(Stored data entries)
=======

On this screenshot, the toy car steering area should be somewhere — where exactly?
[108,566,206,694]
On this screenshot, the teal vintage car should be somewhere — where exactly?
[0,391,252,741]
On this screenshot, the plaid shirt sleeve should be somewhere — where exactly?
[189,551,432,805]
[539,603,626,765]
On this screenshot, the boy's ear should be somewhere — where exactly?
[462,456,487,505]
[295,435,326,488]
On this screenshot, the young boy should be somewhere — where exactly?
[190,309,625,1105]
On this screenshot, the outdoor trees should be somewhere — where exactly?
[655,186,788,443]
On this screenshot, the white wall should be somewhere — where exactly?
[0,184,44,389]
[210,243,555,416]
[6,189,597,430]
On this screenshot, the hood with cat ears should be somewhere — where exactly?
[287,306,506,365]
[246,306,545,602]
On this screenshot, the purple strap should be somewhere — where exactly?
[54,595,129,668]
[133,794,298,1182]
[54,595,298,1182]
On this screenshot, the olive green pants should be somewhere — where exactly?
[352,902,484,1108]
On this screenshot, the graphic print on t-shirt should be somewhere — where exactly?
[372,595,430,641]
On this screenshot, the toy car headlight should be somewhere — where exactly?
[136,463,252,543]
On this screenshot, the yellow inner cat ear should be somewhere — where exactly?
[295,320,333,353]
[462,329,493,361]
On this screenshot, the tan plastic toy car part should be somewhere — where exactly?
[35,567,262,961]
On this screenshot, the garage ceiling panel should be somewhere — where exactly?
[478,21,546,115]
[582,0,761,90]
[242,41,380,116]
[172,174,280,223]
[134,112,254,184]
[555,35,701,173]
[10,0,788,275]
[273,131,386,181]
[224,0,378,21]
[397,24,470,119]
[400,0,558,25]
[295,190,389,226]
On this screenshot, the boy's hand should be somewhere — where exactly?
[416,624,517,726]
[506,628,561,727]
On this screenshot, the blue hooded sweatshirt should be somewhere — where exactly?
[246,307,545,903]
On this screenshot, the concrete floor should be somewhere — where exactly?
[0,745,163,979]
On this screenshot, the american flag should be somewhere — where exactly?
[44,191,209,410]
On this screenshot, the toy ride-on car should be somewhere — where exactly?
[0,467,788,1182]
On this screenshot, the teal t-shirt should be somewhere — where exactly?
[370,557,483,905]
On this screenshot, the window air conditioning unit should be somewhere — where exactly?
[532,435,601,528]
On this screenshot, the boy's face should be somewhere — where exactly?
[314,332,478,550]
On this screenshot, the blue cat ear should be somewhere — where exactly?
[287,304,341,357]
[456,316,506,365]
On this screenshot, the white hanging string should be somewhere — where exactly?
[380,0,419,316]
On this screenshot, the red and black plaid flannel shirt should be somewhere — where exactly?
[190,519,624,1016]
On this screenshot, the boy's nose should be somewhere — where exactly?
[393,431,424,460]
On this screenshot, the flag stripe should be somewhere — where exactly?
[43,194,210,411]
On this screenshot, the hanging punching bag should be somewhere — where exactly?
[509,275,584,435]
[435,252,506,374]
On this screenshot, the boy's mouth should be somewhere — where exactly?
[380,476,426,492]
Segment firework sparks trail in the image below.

=======

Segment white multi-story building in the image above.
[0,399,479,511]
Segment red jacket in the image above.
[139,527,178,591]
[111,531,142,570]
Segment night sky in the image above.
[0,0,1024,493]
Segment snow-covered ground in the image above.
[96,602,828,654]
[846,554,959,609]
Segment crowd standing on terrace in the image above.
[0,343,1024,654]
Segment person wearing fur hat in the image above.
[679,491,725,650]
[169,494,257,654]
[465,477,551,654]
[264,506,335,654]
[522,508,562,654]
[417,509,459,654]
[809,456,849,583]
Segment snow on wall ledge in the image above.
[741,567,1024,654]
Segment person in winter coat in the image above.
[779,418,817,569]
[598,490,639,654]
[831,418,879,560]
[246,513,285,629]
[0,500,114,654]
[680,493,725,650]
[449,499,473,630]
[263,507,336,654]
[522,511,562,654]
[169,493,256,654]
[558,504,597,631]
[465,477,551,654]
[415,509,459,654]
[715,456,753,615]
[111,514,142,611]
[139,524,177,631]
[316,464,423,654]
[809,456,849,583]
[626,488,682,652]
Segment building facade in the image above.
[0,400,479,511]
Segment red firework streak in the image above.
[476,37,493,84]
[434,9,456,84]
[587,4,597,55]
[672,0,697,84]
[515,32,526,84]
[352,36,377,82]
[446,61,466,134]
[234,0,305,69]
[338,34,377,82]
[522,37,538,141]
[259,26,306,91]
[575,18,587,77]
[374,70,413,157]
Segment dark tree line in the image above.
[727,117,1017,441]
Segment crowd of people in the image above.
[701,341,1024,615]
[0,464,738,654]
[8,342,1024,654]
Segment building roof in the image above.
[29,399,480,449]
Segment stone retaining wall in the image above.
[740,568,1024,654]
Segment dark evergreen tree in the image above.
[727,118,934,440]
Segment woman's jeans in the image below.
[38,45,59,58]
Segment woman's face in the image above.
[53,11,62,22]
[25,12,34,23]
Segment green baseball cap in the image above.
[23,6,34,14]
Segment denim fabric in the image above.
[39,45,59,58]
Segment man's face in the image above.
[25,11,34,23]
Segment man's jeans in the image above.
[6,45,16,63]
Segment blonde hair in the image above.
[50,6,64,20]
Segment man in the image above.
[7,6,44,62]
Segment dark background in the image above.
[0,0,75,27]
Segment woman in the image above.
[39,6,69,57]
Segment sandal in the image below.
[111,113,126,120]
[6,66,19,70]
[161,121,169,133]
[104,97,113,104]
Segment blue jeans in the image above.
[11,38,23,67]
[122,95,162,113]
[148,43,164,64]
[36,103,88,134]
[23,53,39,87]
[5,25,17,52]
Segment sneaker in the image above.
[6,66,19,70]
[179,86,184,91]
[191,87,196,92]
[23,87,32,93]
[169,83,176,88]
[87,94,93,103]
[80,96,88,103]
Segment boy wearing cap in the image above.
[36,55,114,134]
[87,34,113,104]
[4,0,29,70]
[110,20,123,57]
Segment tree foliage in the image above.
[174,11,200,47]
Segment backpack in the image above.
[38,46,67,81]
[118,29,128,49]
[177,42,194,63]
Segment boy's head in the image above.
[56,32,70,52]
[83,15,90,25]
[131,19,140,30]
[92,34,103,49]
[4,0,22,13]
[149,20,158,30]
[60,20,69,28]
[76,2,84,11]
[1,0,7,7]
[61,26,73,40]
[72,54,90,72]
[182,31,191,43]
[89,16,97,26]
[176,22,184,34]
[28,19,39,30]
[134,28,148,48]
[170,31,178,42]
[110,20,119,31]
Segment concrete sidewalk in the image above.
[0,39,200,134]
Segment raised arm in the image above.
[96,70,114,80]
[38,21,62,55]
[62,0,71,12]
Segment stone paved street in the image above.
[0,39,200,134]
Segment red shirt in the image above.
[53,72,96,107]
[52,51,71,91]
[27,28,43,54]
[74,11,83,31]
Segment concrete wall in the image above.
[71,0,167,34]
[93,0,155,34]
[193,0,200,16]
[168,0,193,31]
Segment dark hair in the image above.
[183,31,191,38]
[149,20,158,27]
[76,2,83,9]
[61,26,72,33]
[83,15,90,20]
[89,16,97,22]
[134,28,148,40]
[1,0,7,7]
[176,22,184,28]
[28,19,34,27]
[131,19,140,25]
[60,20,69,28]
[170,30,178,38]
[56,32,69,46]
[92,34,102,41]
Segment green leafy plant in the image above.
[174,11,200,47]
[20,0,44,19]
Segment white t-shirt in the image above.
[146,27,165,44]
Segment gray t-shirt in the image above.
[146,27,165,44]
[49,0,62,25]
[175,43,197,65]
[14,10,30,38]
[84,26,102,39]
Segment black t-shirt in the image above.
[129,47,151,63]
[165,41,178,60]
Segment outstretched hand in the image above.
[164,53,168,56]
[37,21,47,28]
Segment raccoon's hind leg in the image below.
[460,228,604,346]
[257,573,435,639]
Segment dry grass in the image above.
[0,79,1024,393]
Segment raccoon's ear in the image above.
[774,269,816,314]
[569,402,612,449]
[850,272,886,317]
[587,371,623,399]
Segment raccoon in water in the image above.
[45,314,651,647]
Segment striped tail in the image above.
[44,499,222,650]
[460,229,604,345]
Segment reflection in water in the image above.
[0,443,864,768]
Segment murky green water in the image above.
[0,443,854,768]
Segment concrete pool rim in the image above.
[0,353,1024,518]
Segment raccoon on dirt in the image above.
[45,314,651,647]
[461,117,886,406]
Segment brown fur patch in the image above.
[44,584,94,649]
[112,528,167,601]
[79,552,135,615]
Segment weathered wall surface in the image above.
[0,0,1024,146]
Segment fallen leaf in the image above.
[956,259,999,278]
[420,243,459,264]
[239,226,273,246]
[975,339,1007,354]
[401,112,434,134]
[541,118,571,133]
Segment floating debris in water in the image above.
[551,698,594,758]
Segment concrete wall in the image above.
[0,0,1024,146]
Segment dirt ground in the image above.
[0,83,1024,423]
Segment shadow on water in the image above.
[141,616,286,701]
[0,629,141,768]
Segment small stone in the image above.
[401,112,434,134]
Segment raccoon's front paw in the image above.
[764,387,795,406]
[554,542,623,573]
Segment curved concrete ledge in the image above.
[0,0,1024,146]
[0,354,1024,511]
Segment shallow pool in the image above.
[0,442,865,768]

=======

▶ **WHAT IS REQUIRED**
Please rewrite the material starting with the line with "On this screenshot, the toy car steering" and going on through the line with "[506,628,561,727]", changing "boy's" to "child's" and leaving everything else unchanged.

▶ **EXERCISE SOLUTION**
On this screenshot, the toy car steering area should be somewhere — where exactly?
[108,566,206,694]
On this screenshot, the teal vintage car should be somewhere — where exactly?
[0,391,252,741]
On this screenshot, the plaid shirt sleeve should be somewhere — where exactly?
[189,551,432,805]
[539,603,626,765]
On this screenshot, the child's ear should be somewhere — where exactly?
[462,456,487,505]
[295,435,326,488]
On this screenshot, the young boy should be somewhere — where exactly?
[190,309,625,1105]
On this screenshot, the outdoor trees should be somewhere — where exactly?
[655,186,788,443]
On this screenshot, the white wall should be somewhere — where exactly?
[0,184,44,389]
[210,243,555,416]
[6,189,597,430]
On this screenshot, the hood with cat ears should be somewhere — where exactly?
[287,306,506,365]
[246,306,545,602]
On this screenshot, the purple strap should be somewhere — where exactly?
[54,595,129,668]
[133,794,298,1182]
[54,595,298,1182]
On this screenshot, the olive green pants should be somewhere — where exactly?
[352,902,484,1108]
On this screenshot, the graphic print on t-shirt should be somewhere — where exactly?
[372,595,430,641]
On this screenshot, the toy car headlight should be somewhere — where exactly?
[136,463,252,543]
On this screenshot, the yellow inner cat ear should be somewhere — where exactly?
[295,320,333,353]
[462,329,493,361]
On this screenshot, the tan plastic toy car part should be somewhere — where exactly?
[35,567,262,961]
On this screenshot, the garage ceiling panel should be somewhere — where exactly?
[478,21,546,115]
[582,0,761,90]
[242,41,380,116]
[172,174,280,223]
[134,112,254,184]
[555,35,701,173]
[10,0,788,275]
[273,131,386,181]
[224,0,378,21]
[397,24,470,119]
[400,0,558,25]
[295,190,389,226]
On this screenshot, the child's hand should be somewhere — where exactly?
[416,624,517,726]
[506,628,561,727]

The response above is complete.